The records below are to be quoted in full; please keep every word exact.

▶ _Extracted data_
####################

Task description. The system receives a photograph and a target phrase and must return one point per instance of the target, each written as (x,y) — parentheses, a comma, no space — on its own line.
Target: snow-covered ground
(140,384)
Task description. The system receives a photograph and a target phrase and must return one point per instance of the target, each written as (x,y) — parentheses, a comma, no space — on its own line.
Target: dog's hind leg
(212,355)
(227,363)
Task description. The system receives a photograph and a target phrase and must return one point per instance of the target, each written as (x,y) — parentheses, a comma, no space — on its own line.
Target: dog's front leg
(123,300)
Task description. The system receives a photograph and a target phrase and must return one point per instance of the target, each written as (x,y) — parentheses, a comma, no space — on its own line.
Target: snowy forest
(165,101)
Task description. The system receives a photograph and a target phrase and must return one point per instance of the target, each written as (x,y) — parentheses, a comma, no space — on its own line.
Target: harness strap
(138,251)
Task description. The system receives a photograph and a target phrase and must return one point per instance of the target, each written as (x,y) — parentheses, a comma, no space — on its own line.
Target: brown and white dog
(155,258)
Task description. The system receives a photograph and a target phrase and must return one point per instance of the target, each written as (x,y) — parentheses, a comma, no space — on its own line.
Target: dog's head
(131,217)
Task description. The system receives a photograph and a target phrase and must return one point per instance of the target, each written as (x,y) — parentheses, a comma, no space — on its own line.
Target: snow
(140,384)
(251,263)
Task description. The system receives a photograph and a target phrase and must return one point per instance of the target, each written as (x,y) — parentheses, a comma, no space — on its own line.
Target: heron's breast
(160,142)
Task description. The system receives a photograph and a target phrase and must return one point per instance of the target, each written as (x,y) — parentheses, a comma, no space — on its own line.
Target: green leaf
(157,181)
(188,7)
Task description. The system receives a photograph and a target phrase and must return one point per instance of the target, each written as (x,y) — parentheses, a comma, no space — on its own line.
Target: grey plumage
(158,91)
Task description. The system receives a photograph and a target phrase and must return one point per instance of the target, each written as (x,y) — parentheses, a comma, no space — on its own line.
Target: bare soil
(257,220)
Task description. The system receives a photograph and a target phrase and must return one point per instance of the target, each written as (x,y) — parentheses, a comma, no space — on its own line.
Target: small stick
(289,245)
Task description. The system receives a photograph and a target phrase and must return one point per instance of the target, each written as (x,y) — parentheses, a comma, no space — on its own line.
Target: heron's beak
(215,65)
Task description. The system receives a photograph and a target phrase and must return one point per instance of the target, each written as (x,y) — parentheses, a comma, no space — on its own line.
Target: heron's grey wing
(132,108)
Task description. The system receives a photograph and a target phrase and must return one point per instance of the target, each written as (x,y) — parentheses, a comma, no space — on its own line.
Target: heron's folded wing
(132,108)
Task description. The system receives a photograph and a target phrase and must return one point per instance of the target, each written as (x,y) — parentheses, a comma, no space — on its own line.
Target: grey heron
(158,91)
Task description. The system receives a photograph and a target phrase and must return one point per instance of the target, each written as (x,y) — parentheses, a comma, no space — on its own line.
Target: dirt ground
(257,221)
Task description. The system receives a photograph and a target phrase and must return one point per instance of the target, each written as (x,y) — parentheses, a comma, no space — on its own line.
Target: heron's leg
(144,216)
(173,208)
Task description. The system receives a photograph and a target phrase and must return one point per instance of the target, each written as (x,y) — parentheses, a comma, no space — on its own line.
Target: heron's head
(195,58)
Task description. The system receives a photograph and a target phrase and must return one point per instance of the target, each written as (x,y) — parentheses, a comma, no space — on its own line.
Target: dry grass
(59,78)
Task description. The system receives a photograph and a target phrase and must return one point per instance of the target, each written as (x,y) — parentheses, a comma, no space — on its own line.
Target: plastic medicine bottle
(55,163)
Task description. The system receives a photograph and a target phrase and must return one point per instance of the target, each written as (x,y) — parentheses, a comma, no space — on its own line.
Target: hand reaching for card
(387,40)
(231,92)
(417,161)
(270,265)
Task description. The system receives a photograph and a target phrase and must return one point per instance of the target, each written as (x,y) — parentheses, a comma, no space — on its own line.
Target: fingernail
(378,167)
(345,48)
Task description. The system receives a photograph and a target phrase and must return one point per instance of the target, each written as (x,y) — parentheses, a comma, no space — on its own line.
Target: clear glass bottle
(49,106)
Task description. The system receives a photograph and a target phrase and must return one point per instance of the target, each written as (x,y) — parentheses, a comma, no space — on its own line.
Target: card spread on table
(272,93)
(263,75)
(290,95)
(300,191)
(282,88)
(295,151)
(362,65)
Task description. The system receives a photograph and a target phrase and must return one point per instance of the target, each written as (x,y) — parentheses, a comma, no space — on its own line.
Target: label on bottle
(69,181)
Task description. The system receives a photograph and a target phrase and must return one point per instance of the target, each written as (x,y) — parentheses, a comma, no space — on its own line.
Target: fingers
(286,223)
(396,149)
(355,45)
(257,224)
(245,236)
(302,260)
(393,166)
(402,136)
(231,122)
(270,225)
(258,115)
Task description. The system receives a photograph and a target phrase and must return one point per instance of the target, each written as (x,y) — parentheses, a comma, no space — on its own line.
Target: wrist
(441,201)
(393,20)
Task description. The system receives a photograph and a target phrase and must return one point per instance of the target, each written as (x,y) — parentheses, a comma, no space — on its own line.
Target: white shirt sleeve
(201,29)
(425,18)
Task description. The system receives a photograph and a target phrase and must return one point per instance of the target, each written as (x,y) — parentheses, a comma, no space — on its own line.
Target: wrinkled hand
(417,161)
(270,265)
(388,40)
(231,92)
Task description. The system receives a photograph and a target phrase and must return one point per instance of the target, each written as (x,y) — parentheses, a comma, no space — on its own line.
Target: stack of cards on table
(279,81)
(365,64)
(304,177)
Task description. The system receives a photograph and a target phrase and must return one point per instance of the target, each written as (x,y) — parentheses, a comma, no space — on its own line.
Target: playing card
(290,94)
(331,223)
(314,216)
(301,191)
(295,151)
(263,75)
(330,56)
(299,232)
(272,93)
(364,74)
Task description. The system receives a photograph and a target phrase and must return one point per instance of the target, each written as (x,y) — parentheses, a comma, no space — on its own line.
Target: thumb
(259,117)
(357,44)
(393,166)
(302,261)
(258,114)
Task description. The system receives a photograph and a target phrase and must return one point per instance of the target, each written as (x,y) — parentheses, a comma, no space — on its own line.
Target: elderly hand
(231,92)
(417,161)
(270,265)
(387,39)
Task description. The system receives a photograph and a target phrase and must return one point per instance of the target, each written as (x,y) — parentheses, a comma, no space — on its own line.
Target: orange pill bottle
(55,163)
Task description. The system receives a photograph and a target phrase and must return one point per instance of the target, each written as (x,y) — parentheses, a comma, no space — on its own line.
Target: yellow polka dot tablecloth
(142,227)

####################

▶ _Exercise response_
Task description. The system receives a photograph and a target phrase and must return one point per instance of the target, each written as (x,y) — parentheses, a comma, no space — on its own line.
Target: snow-covered ground
(140,384)
Task description. The system receives a photograph and a target phrase and must return one point per instance of the target, each written as (x,y) — parentheses, a comma, no space — on its own line.
Target: dog's hind leg
(212,355)
(227,363)
Task description. The system receives a photograph and a target phrase and must return one point per instance of the target, each written as (x,y) — parentheses, a comma, no space — on its own line.
Target: dog's front leg
(123,300)
Task description. The system receives a photograph and a target phrase and must return one point per instance of the target, each written as (x,y) — parentheses, a comma, no space — on its own line.
Target: snowy forest
(165,101)
Task description. The system receives a photograph and a target phrase and must return one point per instance of the target, each written as (x,y) — parentheses, a comma, no space — on its own line.
Target: harness strap
(138,251)
Task description. The system receives a photograph and a target phrase and must return one point per instance of the target, each written as (x,y) — parentheses, a comma, no space — on its own line.
Target: brown and white dog
(155,258)
Task description. The system receives a photograph and a target phrase and must return one point per instance of the target, each written as (x,y) — parentheses, a comma, no space — on its own line.
Target: dog's head
(131,217)
Task description. The system receives a photograph and a target phrase and must return one point per instance of the target, each written as (x,y) — parentheses, a comma, no space — on its own line.
Target: snow
(140,384)
(251,263)
Task description. The system receives a photograph and a target phrase and must return one point per instance of the target, each written as (x,y) — parentheses, a comma, no space — on its own line.
Target: heron's breast
(160,142)
Task description. The system receives a photograph and a target phrase and must return one point per instance of the target, each written as (x,y) — parentheses, a comma, no space — on its own line.
Target: green leaf
(157,181)
(188,7)
Task description. The system receives a photograph and a target phrase and must return one point per instance of the target, each written as (x,y) — parentheses, a comma, no space — on its own line.
Target: grey plumage
(158,91)
Task description. The system receives a photograph and a target phrase and must return one point per instance of the target, each written as (x,y) — parentheses, a comma, no space — on its own line.
Target: bare soil
(257,220)
Task description. The system receives a photograph and a target phrase and must return one point per instance of the target, each written as (x,y) — parentheses, a comma, no space — on its own line.
Target: small stick
(289,245)
Task description. The system receives a photograph and a target phrase and must return one point per instance of the target, each written as (x,y) — parentheses, a comma, no space — on its own line.
Target: heron's beak
(215,65)
Task description. The system receives a photograph and a target phrase and must return one point per instance of the target, each written as (x,y) — parentheses, a comma, no space — on its own line.
Target: heron's grey wing
(132,108)
Task description. The system receives a photograph and a target phrase and must return one point per instance of the target, each written as (x,y) — parentheses, a comma, no space — on its own line.
Target: heron's folded wing
(132,108)
Task description. The system receives a photograph and a target phrase and must return one point per instance of the target, each written as (x,y) — parentheses, a comma, no space — on its own line.
Target: grey heron
(158,91)
Task description. The system receives a photograph and a target phrase and must return one point per instance of the target, each written as (x,y) — parentheses, a comma, no space — on its own line.
Target: dirt ground
(257,221)
Task description. The system receives a photograph and a target phrase and must return one point per instance of the target, each written as (x,y) — parentheses, a comma, no space — on its own line.
Target: heron's leg
(144,216)
(173,208)
Task description. The system receives a photograph and a target phrase and must return one point per instance of the target, each written as (x,y) — parentheses, a comma, no space — on its own line.
Target: heron's head
(195,58)
Task description. The system receives a photograph and a target phrase and must return one point per instance of the target, each written as (x,y) — parentheses, a comma, no space — on its own line.
Target: dry grass
(59,78)
Task description. The system receives a photograph and a target phrase and must return one point per instance of the target, each written as (x,y) — parentheses, a comma, no space — on its own line.
Target: plastic medicine bottle
(55,163)
Task description. The system receives a photograph and a target phrase and must return one point per instance of the target, each written as (x,y) — parentheses, a comma, no space — on its own line.
Target: hand reaching for card
(387,40)
(231,92)
(417,161)
(270,265)
Task description. The system receives a photograph and a target phrase and must return one point per instance of the target, each written as (x,y) — parentheses, a comma, no space — on its own line.
Target: fingernail
(378,167)
(345,48)
Task description. The system receives a photograph and a target phrase and must return one point per instance of the target, each written as (x,y) — parentheses, a comma, no space — on its own line.
Target: clear glass bottle
(49,106)
Task description. The system receives a photograph and a target phrase and must return one point per instance of the target, each written as (x,y) — parentheses, a comma, no space — on its own line.
Target: card spread on table
(272,93)
(263,75)
(290,95)
(300,191)
(282,88)
(295,151)
(362,65)
Task description. The system receives a photograph and a target phrase and must return one point per instance of the target, each written as (x,y) — parentheses, a comma, no space — on its own line.
Target: label on bottle
(69,181)
Task description. The system receives a photograph and a target phrase and must return one point per instance of the target, each written as (x,y) — parentheses, a comma, no space — on its own line.
Target: fingers
(286,223)
(396,149)
(355,45)
(257,224)
(245,236)
(302,260)
(393,166)
(402,136)
(231,122)
(270,225)
(258,115)
Task description. The system receives a photograph and a target phrase and must return one point per instance of the target, each written as (x,y) — parentheses, a comma, no space — on its own line.
Target: wrist
(441,201)
(393,20)
Task description. The system receives a photograph and a target phrase and must return one point per instance of the target, each written as (x,y) — parentheses, a comma, no space — on its own line.
Target: white shirt sleeve
(201,29)
(425,18)
Task description. The system receives a photograph and a target phrase and must return one point per instance of the target, each written as (x,y) — parentheses, a comma, no space — on its own line.
Target: wrinkled hand
(417,161)
(270,265)
(388,40)
(231,92)
Task description. The system receives a photograph and a target phrase and must return one point per instance of the target, each written as (x,y) — parentheses, a comma, no space — on its own line.
Target: stack of cards on table
(279,81)
(365,64)
(304,177)
Task description. The system receives a photograph and a target phrase and must return one point per instance of the target, each written as (x,y) — parentheses, a comma, no space — on its own line.
Target: playing card
(290,94)
(331,223)
(314,216)
(301,191)
(295,151)
(263,75)
(330,56)
(299,232)
(272,93)
(364,74)
Task description. The system receives a photograph and a target phrase and must return one point per instance of the target, each written as (x,y) — parentheses, a comma, no space — on its own line.
Target: thumb
(259,117)
(357,44)
(393,166)
(302,261)
(258,114)
Task description. The system receives a photograph and a target phrase and must return one point per instance of the target, each written as (x,y) — parentheses, a comma, no space — on its own line.
Target: elderly hand
(231,92)
(417,161)
(270,265)
(387,39)
Task description. The system receives a photograph and a target phrase and must return one point per instance of the target, each written as (x,y) — parentheses, a comma, no space — on its own line.
Target: orange pill bottle
(55,163)
Task description. The system receives a photograph and a target phrase and must return one point per instance of the target, each written as (x,y) — parentheses, a comma, no space — on its own line.
Target: yellow polka dot tablecloth
(142,227)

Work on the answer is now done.